About this exercise:
Return every record below exactly.

Start of Block

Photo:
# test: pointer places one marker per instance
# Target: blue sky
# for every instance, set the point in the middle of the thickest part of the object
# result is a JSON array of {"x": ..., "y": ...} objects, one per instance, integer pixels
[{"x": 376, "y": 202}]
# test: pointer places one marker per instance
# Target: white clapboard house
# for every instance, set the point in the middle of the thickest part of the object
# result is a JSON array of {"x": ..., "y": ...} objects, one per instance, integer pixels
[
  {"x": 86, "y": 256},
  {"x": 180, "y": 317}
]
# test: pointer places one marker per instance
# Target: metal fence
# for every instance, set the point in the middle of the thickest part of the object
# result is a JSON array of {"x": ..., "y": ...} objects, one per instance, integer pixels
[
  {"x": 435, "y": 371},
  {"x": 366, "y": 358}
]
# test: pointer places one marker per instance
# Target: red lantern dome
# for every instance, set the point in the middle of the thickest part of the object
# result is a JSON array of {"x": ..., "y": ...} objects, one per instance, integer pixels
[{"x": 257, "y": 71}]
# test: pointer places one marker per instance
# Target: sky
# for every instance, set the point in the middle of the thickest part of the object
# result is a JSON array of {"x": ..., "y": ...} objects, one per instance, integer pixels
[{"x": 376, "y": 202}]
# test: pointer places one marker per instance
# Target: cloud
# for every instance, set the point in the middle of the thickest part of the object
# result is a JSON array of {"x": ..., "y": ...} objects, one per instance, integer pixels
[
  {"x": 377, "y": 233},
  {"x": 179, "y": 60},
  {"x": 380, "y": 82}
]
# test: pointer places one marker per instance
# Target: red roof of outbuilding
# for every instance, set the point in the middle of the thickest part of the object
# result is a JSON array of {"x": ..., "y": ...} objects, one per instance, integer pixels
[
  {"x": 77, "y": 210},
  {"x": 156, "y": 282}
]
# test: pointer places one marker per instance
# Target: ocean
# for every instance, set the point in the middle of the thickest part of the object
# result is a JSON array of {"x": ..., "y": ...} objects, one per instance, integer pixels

End of Block

Completed exercise:
Photo:
# test: pointer places one marker per instance
# Target: blue sky
# for every instance, set the point in the middle of the thickest part of the object
# result is a JSON array of {"x": ..., "y": ...} objects, one per instance, integer pixels
[{"x": 376, "y": 202}]
# test: pointer places one marker per instance
# Target: white clapboard house
# for every instance, set the point in the middle of the thickest part of the object
# result is a JSON array of {"x": ..., "y": ...} objects, one per instance, integer pixels
[
  {"x": 86, "y": 256},
  {"x": 180, "y": 317}
]
# test: pointer places one marker per instance
# Target: metal fence
# for every instance, set the point in the middle of the thickest part of the object
# result is a JSON array of {"x": ..., "y": ...} objects, one per instance, integer pixels
[
  {"x": 435, "y": 371},
  {"x": 366, "y": 358}
]
# test: pointer places one marker per instance
# Target: red lantern dome
# for every instance, set the point in the middle of the thickest part of the object
# result is a JSON array of {"x": ..., "y": ...} objects, one per instance, integer pixels
[{"x": 257, "y": 71}]
# test: pointer places one marker per instance
# Target: sky
# for every instance, set the point in the middle of the thickest part of the object
# result is a JSON array of {"x": ..., "y": ...} objects, one per instance, integer pixels
[{"x": 376, "y": 202}]
# test: pointer places one marker per instance
# Target: cloud
# for every instance, set the point in the middle of the thickest part of the object
# result is a JSON array of {"x": ..., "y": ...} objects, one per instance, integer pixels
[
  {"x": 377, "y": 233},
  {"x": 179, "y": 60},
  {"x": 380, "y": 82}
]
# test: pointer places one marker per instance
# Target: red roof of outbuilding
# for every instance, set the point in the middle of the thickest part of the object
# result is a JSON array of {"x": ..., "y": ...} objects, one per instance, integer pixels
[
  {"x": 77, "y": 210},
  {"x": 156, "y": 282}
]
# test: pointer places one marker per instance
# Target: ocean
# for every instance, set the point in the middle of the thickest part of the object
# result is a JSON array of {"x": ..., "y": ...} objects, one per instance, integer pixels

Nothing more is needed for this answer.